[TO DO]:
1 – Decide whether each statement below agrees with the press release on the FBI's 2007 crime report. Answer yes or no for each and quote the words of the release that settle it. (a) Police made more than 1.8 million drug arrests in 2007. (b) Sales or manufacturing accounted for 82.5 percent of drug arrests. (c) Arrests for marijuana possession for personal use rose 5 percent over 2006.
2 – According to the press release on the FBI's 2007 crime report, who gives the statement that follows the report's figures, and what is that person's position?
3 – Pick up the press release on the FBI's 2007 crime report after its last sentence and continue it.

[EXCERPTED TEXT]:
================

FBI Releases 2007 Crime in the United States Report

For Immediate Release

Drug Policy Alliance

Tony Newman (646)335-5384

FBI Releases 2007 Crime in the United States Report

Record Number of Marijuana Arrests, 775,000 for Nothing More than Possession

WASHINGTON - According to the FBI's 2007 Crime in the United States Report, released today, the police made more than 1.8 million drug arrests last year, more than three times the number of arrests for violent crime during the same period. 82.5 percent of drug arrests were for simple possession of an illegal drug. Only 17.5 percent were for sales or manufacturing. Almost 775,000 arrests were for nothing more than possession of marijuana for personal use, a 5 percent increase over 2006. Those arrested are separated from their loved ones, branded criminals, denied jobs, and in many cases prohibited from accessing public assistance for life.

The Following is a statement from Bill Piper, director of national affairs for the Drug Policy Alliance.

================

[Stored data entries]
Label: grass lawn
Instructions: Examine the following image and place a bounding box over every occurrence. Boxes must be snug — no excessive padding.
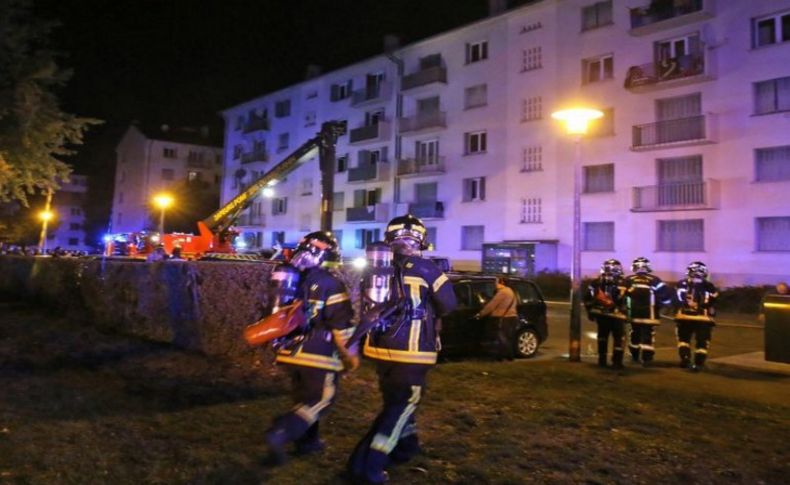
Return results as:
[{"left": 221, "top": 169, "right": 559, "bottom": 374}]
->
[{"left": 0, "top": 303, "right": 790, "bottom": 484}]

================

[ANSWERS BY TASK]:
1 –
(a) Yes: "the police made more than 1.8 million drug arrests last year"
(b) No: "82.5 percent of drug arrests were for simple possession of an illegal drug. Only 17.5 percent were for sales or manufacturing."
(c) Yes: "Almost 775,000 arrests were for nothing more than possession of marijuana for personal use, a 5 percent increase over 2006."

2 – Bill Piper, director of national affairs for the Drug Policy Alliance.

3 –
"For more than 30 years the U.S. has treated drug use and misuse as a criminal justice matter instead of a public health issue. Yet, despite hundreds of billions of dollars spent and millions of Americans incarcerated, illegal drugs remain cheap, potent and widely available in every community; and the harms associated with them -- addiction, overdose, and the spread of HIV/AIDS and hepatitis -- continue to mount. Meanwhile, the war on drugs has created new problems of its own, including rampant racial disparities in the criminal justice system, broken families, increased poverty, unchecked federal power, and eroded civil liberties. Continuing the failed war on drugs year after year is throwing good money and lives after bad.

"It's time for a new bottom line for U.S. drug policy -- one that focuses on reducing the cumulative death, disease, crime and suffering associated with both drug misuse and drug prohibition. A good start would be enacting short- and long-term national goals for reducing the problems associated with both drugs and the war on drugs. Such goals should include reducing social problems like drug addiction, overdose deaths, the spread of HIV/AIDS from injection drug use, racial disparities in the criminal justice system, and the enormous number of nonviolent offenders behind bars. Federal drug agencies should be judged -- and funded -- according to their ability to meet these goals.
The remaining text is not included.